Gather every line from the rows below that contains the word "dandelion" and copy each one in full. Case counts.

--- Start ---

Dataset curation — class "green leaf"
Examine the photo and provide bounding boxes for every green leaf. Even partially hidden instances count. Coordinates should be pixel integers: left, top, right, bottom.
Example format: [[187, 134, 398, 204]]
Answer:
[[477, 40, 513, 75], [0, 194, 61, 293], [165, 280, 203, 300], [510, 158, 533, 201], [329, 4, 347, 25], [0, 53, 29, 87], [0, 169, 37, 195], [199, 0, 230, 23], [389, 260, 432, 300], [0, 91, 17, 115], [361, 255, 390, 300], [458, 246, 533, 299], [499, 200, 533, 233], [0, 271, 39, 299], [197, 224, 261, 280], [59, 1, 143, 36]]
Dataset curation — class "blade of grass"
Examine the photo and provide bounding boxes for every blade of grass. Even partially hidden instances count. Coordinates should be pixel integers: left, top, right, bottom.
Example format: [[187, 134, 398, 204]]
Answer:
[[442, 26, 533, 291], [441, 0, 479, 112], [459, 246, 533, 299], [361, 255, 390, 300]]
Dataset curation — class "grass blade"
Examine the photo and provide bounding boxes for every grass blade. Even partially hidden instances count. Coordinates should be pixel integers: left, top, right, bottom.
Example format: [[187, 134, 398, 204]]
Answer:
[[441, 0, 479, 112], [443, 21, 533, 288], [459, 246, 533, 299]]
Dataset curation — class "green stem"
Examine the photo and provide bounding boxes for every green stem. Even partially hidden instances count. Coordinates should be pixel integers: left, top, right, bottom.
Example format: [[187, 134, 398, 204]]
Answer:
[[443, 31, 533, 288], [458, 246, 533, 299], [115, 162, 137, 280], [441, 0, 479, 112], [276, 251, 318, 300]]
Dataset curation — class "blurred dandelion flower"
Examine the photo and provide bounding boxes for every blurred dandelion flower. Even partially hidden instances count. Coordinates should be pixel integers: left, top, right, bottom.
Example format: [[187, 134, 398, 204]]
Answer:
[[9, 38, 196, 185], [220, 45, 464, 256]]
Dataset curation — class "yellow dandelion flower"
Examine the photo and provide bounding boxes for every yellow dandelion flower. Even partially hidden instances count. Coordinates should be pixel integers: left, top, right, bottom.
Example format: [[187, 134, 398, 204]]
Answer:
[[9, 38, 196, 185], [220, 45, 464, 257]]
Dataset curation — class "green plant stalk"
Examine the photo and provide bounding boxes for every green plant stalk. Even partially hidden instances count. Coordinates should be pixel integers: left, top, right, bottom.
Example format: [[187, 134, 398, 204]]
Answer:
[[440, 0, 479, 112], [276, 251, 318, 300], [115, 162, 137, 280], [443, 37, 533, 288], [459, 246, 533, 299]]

--- End ---
--- Start ---

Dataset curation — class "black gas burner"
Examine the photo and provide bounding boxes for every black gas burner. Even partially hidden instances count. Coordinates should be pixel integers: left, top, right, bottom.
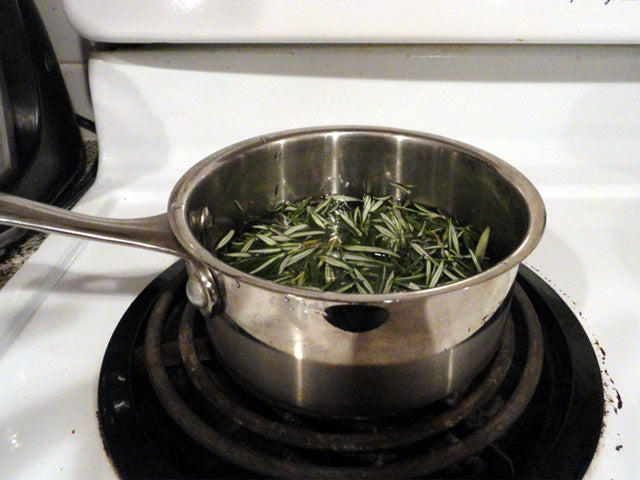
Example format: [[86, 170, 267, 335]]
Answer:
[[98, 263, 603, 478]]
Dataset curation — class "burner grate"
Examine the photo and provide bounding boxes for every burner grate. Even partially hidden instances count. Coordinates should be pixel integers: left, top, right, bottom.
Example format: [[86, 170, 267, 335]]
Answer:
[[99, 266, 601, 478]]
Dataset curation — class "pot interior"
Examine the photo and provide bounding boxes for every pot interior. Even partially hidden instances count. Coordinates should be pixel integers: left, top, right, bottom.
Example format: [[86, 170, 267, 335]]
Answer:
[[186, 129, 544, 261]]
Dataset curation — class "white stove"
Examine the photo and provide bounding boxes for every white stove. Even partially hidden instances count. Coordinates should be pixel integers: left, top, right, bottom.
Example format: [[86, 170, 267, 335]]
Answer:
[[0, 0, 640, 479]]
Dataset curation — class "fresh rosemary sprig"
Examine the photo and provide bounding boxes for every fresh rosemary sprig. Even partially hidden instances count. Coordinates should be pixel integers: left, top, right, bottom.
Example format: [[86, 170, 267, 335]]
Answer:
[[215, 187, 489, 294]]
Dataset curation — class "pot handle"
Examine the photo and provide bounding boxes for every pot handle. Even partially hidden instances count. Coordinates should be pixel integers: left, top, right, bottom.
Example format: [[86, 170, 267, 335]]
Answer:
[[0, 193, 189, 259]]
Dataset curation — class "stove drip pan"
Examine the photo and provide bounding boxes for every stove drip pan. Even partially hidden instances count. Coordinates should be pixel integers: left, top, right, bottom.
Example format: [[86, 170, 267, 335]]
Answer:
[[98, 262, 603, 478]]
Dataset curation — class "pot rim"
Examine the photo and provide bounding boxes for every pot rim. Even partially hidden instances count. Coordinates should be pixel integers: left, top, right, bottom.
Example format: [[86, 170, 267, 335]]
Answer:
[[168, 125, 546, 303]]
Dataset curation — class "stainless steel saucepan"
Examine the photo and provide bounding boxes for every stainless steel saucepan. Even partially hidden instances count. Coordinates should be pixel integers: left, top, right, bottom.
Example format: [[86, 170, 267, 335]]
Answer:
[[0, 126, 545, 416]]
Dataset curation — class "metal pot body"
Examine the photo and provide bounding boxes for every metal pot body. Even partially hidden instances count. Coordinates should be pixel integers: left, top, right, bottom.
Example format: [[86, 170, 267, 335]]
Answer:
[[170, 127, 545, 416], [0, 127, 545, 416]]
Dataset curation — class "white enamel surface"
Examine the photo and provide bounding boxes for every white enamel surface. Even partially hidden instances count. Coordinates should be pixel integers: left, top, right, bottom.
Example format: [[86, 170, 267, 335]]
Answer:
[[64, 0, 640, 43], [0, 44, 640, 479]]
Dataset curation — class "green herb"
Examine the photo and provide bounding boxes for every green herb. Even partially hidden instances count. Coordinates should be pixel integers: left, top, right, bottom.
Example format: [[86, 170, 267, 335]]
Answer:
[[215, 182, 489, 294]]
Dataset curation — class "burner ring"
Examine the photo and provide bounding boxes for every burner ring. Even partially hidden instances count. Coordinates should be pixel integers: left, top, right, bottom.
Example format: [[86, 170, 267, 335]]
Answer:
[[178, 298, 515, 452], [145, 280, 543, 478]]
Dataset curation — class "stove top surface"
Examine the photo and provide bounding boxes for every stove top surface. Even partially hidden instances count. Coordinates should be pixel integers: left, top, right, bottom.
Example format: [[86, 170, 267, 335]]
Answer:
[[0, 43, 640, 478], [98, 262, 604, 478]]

--- End ---
--- Start ---

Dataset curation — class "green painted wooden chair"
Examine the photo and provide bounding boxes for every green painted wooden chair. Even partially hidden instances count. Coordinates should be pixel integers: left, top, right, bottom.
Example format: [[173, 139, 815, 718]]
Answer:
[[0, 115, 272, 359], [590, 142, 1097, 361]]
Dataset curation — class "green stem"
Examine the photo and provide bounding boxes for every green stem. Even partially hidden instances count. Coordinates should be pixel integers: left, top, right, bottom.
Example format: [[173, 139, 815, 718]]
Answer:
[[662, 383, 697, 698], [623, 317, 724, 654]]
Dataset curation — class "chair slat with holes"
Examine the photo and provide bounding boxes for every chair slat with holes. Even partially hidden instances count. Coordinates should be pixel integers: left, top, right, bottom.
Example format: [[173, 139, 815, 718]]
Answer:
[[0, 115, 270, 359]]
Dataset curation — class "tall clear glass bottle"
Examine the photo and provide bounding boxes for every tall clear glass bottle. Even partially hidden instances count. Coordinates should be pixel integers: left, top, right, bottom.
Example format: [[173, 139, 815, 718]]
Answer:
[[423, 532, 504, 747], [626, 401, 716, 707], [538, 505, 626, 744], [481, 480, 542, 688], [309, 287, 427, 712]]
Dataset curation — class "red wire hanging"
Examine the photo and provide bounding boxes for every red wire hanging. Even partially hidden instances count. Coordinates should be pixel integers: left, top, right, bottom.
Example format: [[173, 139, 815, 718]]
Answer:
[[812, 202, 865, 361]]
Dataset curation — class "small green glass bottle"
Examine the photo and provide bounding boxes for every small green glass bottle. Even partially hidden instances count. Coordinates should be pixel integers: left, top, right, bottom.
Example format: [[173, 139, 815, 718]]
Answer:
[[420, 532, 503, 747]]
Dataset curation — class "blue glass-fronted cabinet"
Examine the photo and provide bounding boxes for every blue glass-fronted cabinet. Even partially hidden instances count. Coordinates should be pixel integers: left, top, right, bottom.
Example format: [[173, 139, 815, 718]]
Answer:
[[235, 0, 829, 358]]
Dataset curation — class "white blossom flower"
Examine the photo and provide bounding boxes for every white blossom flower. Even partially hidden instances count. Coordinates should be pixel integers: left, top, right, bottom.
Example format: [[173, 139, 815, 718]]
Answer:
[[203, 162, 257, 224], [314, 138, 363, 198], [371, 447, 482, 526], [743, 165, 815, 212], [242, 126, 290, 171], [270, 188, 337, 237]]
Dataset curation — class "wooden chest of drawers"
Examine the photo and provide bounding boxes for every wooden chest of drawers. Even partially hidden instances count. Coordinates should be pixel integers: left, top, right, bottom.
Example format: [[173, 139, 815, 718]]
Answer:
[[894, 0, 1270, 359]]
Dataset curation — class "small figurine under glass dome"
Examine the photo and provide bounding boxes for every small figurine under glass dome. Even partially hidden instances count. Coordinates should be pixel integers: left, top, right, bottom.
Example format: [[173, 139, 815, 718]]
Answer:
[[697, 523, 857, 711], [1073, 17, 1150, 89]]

--- End ---

**PROBLEM SOLUTION:**
Dataset curation — class "blurred dandelion flower"
Examine the photo and provide bounding boxes for every blurred dandelion flower. Even partially hidden instances count. Coordinates should be pixel integers: left, top, right, bottom.
Dataset curation — class "yellow dandelion flower"
Examine the photo and provide bounding boxes for every yellow dandelion flower. Even partially hidden instances count. Coordinates should be pixel integers: left, top, right, bottom.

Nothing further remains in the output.